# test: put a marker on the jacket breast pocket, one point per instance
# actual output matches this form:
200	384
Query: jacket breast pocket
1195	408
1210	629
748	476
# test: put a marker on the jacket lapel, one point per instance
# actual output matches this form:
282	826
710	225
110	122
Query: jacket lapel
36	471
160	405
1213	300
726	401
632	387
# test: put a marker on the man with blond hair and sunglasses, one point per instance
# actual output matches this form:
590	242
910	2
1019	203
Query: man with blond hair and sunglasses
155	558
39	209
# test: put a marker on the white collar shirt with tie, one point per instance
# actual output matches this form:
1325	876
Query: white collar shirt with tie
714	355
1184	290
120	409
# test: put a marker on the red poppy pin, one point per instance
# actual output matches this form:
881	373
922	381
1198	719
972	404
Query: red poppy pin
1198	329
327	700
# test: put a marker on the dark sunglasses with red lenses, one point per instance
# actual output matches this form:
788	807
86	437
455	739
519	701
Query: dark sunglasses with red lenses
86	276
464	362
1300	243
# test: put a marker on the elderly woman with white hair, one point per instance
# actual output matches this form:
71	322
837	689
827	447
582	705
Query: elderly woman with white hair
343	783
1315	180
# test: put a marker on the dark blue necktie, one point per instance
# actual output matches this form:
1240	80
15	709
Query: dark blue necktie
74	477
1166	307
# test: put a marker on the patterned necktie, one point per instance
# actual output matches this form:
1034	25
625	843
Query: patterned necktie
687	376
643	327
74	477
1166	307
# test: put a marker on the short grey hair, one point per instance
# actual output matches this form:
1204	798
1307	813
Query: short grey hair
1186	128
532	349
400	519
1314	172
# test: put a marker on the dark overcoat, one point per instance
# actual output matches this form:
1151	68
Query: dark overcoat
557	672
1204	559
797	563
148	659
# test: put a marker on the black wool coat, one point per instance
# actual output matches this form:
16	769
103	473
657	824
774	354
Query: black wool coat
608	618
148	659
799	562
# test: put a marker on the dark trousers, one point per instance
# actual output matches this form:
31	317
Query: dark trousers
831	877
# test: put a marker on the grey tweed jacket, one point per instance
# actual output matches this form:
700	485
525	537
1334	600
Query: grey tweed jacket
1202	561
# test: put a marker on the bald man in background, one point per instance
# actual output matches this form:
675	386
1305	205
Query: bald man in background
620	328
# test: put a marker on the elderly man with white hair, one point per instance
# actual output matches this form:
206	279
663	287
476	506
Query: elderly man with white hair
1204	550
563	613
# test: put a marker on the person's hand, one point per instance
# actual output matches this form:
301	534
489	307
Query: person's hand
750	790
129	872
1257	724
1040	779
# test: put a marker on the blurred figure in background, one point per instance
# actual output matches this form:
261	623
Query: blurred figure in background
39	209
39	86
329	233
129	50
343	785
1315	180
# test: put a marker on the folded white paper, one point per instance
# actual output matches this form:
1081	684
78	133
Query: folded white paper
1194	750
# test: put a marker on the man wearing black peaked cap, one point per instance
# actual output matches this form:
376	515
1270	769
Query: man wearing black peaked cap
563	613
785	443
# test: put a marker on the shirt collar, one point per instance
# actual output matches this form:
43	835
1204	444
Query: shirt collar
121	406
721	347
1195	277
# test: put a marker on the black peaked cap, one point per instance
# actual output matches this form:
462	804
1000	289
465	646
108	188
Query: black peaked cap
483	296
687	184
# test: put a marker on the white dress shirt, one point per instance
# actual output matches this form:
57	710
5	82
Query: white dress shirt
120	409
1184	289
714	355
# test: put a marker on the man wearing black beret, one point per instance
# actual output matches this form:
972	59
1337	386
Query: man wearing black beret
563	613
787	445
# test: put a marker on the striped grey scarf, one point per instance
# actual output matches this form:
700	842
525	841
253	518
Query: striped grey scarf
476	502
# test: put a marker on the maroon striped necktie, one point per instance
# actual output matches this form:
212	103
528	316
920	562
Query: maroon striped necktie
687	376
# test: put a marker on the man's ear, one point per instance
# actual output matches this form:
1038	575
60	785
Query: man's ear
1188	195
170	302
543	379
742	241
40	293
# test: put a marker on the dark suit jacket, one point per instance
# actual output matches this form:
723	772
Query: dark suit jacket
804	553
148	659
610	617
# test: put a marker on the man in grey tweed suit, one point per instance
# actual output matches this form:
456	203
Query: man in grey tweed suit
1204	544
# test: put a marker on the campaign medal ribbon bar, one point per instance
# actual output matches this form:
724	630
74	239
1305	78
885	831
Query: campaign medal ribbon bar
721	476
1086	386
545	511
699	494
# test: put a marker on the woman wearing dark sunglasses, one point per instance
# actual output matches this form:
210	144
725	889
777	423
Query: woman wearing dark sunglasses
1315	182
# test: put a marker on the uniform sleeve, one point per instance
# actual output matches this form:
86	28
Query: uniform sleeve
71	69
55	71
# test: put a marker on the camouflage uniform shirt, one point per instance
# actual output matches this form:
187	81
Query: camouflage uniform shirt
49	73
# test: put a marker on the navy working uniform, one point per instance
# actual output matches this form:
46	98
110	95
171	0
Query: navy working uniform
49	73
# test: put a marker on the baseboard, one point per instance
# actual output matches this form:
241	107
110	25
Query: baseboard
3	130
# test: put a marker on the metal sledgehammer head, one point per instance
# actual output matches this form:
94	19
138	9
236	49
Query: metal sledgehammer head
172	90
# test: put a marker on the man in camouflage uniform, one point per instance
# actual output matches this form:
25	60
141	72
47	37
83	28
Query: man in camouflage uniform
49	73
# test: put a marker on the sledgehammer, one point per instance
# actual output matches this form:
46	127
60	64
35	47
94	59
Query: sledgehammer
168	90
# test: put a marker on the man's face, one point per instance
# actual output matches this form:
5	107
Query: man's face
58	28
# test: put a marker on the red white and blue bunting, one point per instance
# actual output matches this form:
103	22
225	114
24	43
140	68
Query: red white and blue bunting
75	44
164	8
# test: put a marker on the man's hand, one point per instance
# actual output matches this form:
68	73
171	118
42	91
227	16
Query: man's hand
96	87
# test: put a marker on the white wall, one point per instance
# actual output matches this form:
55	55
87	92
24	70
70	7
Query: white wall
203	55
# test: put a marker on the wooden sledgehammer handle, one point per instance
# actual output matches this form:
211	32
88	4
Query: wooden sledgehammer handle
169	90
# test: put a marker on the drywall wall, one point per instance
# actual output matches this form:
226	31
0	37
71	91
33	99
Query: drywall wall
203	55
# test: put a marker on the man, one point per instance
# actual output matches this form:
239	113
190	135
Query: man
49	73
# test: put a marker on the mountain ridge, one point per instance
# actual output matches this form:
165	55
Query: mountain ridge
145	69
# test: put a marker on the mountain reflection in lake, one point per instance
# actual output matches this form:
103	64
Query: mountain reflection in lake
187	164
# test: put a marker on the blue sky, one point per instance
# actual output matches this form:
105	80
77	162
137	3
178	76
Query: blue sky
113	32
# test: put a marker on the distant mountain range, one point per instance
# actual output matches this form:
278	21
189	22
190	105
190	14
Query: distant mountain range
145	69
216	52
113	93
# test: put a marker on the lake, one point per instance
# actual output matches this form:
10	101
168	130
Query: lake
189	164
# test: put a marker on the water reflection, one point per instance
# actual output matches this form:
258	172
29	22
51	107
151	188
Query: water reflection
=-=-=
* **Work to be completed**
Edit the material above so that every "put a marker on" reads "place a point on" instead, and give back all of it with nothing else changed.

* **Exercise result**
# test: place a point on the jacket breast pocket, one point per instance
# actual output matches this form:
200	384
Query: jacket breast pocket
1195	408
1210	629
748	476
# test: place a point on the jacket lapel, one point per instance
# actual output matches this form:
282	826
710	225
110	122
Query: jacket lapel
36	471
160	405
1213	300
726	401
632	387
# test: place a point on the man with blond hair and sunglasses, one point per instance
# actual output matches this form:
590	242
910	2
1019	203
Query: man with blond hair and sunglasses
155	558
39	209
# test: place a point on the white collar shirt with tie, one point per instance
# actual output matches this form:
1325	876
Query: white collar shirt with tie
714	355
1184	290
120	409
# test: place a point on the red poppy pin, one point per instance
# actual output matches this form:
881	373
922	381
1198	719
972	404
Query: red poppy pin
1198	329
327	700
# test: place a point on the dark sunglasses with red lenses, one point per instance
# actual output matches this form:
788	807
86	437
455	739
519	701
Query: dark sunglasses with red lenses
86	276
464	362
1300	243
# test: place a point on the elderly woman with white hair, one point per instance
# actual output matches this form:
71	322
837	689
827	447
582	705
Query: elderly woman with white hair
343	783
1315	180
# test: place a point on the dark blue necktie, one point per instance
# actual output matches this form:
1240	80
15	709
Query: dark blue necktie
74	477
1166	307
# test: place a point on the patterned necktie, one point per instance
# actual output matches this form:
1034	25
625	843
Query: patterned necktie
687	376
643	327
74	477
1166	307
# test: place a point on the short grey hair, one point per instance
# actual output matches this form:
1204	798
1307	813
Query: short grey hair
1186	128
532	349
400	519
1314	172
# test: place a point on the dark overcoat, one point per instance
# actual output matches this form:
1151	68
Query: dark overcoat
557	672
1204	559
797	563
148	659
# test: place a point on the black wool coat, one point per instance
# actual output matches this form:
16	769
103	473
657	824
774	354
Query: black wool coat
608	618
148	659
799	562
# test: place a point on the dark trousers, one point per instance
# actual output matches this form:
31	317
Query: dark trousers
831	877
# test: place a point on the grey tweed jacket, one point per instance
# actual output matches this form:
700	485
525	537
1334	600
Query: grey tweed jacket
1202	561
# test: place a point on the bald man in background, one point per instance
# actual output matches this form:
675	386
1305	205
Query: bald man in background
620	328
# test: place a point on the elderly man with white hair, one point per instance
# actual output matches this form:
206	279
663	287
476	506
Query: elderly man with white hair
1204	550
563	613
# test: place a point on the person's hand, one point per instance
# actual output matches this form:
301	534
489	307
Query: person's hand
750	790
129	872
1257	724
1040	779
# test: place a point on the blurred figure in background, one point per instance
# actual output matches this form:
261	623
Query: blurred figure in background
39	209
39	86
329	233
129	50
343	785
1315	180
# test: place a point on the folded white paper, one point per instance
# actual output matches this form:
1081	684
78	133
Query: folded white paper
1194	750
# test: place a point on the man wearing black peaked cap, one point per instance
# actual output matches this form:
376	515
1270	769
Query: man wearing black peaked cap
563	613
785	443
# test: place a point on the shirt collar, one point per instance
# actual output matches this form:
43	835
1204	444
Query: shirt collar
121	406
721	347
1195	277
# test: place a point on the black peaked cap, one point per instance
# actual output matches this form:
462	804
1000	289
465	646
108	188
Query: black peaked cap
483	296
687	184
# test: place a point on the white dress shirt, one point per instance
# actual output matches this form:
57	710
5	82
Query: white dress shirt
120	409
1184	289
714	355
# test: place a point on the man wearing black beret, one point per instance
# actual output matches this form:
972	59
1337	386
Query: man wearing black beret
563	613
787	445
# test: place a point on the striped grey scarf, one point per instance
# actual output matches this form:
700	842
525	841
253	518
Query: striped grey scarf
476	502
# test: place a point on the maroon striped necktie, one point per instance
# actual output matches this form:
212	103
528	316
920	562
Query: maroon striped necktie
687	376
# test: place a point on the man's ear, one point per instance
# actual output matches this form:
1038	575
60	785
Query: man's ear
1188	195
170	302
543	379
742	241
40	293
# test: place a point on the dark suit jacket, one point per instance
# actual output matches this form:
723	772
Query: dark suit jacket
804	553
148	659
610	617
# test: place a point on the man in grey tweed suit, one point per instance
# actual output matches this form:
456	203
Query: man in grey tweed suit
1204	544
# test: place a point on the campaign medal ribbon bar, one point per instance
# actual output matches this form:
724	630
74	239
1305	78
885	831
Query: campaign medal ribbon bar
721	476
1086	386
545	511
699	494
# test: place a point on the woman wearing dark sunglasses, one point per instance
# actual output matches this form:
210	144
725	889
777	423
Query: woman wearing dark sunglasses
1315	182
# test: place a point on the uniform sleeve, one point per instance
# actual output matches this form:
86	28
Query: uniform sleeve
71	69
55	71
# test: place a point on the camouflage uniform shirt, one point per instance
# actual output matches this form:
187	81
Query: camouflage uniform shirt
49	73
# test: place a point on the navy working uniform, one point per instance
# actual output matches this form:
46	98
110	95
171	0
Query: navy working uniform
49	73
# test: place a point on the baseboard, one point per instance
# actual output matches this form:
241	107
110	25
Query: baseboard
3	130
# test: place a point on the metal sledgehammer head, one point per instance
# actual output matches this form:
94	19
138	9
236	49
Query: metal sledgehammer head
172	90
# test: place a point on the man in camouflage uniform, one point per instance
# actual output matches this form:
25	60
141	72
47	37
83	28
Query: man in camouflage uniform
49	73
# test: place a point on the sledgehammer, one point per instance
# actual output matches this form:
46	127
60	64
35	47
94	59
Query: sledgehammer
168	90
# test: place a point on the man's face, one point per instance
# actual output matches this form:
5	107
Query: man's face
58	28
# test: place a point on the red white and blue bunting, one point per instance
# actual output matches this form:
103	22
225	114
24	43
140	68
Query: red white and blue bunting
75	44
164	8
# test: place a point on the man's hand, one point per instance
# actual output matches this form:
68	73
171	118
42	91
227	16
Query: man's hand
96	87
# test: place a point on the white wall, one point per instance
# actual output matches this form:
55	55
87	92
24	70
70	7
Query: white wall
203	55
# test: place a point on the wooden sledgehammer handle, one point per instance
# actual output matches this form:
211	32
88	4
Query: wooden sledgehammer handle
169	90
# test: place a point on the drywall wall, one point per instance
# actual output matches this form:
226	31
0	37
71	91
33	99
Query: drywall wall
203	55
# test: place a point on the man, one point per instance
# actual output matches this form:
239	113
190	135
Query: man
49	73
# test: place a point on the mountain ridge, one point per instance
# actual output matches this form:
165	55
Query: mountain ridge
145	69
# test: place a point on the mountain reflection in lake, one point per instance
# actual output matches this form:
103	64
Query: mountain reflection in lake
187	164
# test: place a point on the blue sky, one point per instance
# actual output matches this form:
105	80
77	162
137	3
178	76
Query: blue sky
113	32
# test: place a point on the distant mountain range, one point per instance
# actual output matches this form:
278	21
189	22
190	105
190	14
Query: distant mountain range
145	69
216	52
113	93
# test: place a point on the lake, one point per instance
# actual output matches this form:
10	101
168	130
Query: lake
189	164
# test: place a point on the water reflection, one point per instance
# actual output matches this form:
258	172
29	22
51	107
151	188
Query: water reflection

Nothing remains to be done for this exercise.